_Given problem_.
Print every line of the data below without changing anything, and leave the pictures out.

_Source records_.
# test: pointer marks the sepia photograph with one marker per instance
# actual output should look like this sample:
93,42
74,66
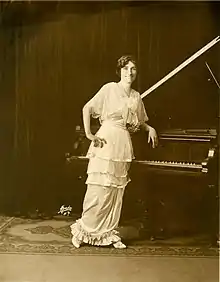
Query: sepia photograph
109,141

_Written answer_.
# test: pointer marks the sepia photograph with one marker per instance
# actual output should look like this sample:
93,42
74,66
Query: sepia photograph
109,141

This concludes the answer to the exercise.